**What you should do**
Copy out every line of the records below word for word, omitting the pictures.

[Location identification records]
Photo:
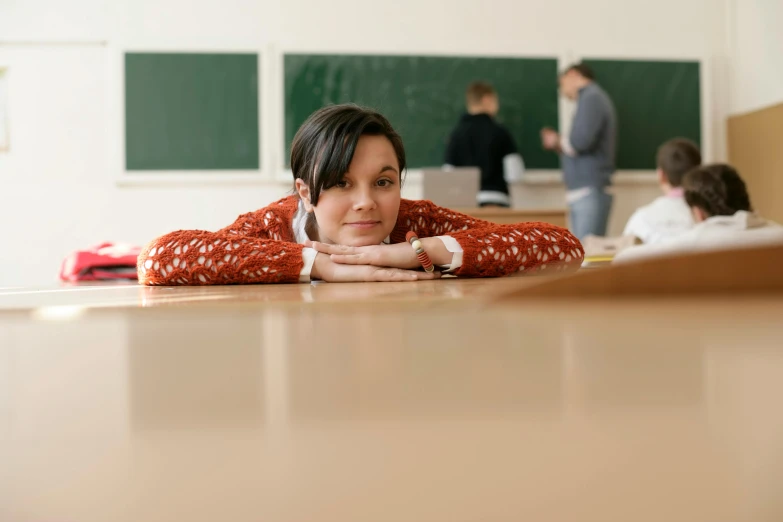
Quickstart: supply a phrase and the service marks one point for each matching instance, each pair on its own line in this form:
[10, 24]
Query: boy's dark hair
[324, 145]
[476, 92]
[676, 158]
[716, 189]
[583, 69]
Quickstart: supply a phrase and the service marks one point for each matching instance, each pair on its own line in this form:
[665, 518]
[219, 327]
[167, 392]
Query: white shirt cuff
[453, 246]
[565, 144]
[308, 256]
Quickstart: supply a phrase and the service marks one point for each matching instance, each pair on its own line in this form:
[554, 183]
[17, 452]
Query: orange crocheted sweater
[259, 247]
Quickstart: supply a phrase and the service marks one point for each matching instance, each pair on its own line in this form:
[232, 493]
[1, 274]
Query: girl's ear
[304, 194]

**Expected answer**
Photo:
Quickstart: supply a phrase and the service marks one point for each matching instance, each pair on its own line in this form:
[10, 24]
Query: boy's dark hair
[324, 145]
[476, 92]
[676, 158]
[716, 189]
[583, 69]
Quickstart: supply a phrase and the service marks one point for each matching instance, each pair on its own line in this form:
[665, 518]
[219, 327]
[167, 392]
Query: white shirt cuff
[453, 246]
[565, 144]
[308, 256]
Quickstart: supply a phrase and the service marks one point for each matching instance, each pair on its own line in this form:
[554, 183]
[17, 452]
Query: orange crocheted sweater
[259, 247]
Quickstart: supply a phrase and the service marks one point for each matching instance, each pair on its own line in this form:
[232, 493]
[1, 274]
Query: girl's ear
[304, 194]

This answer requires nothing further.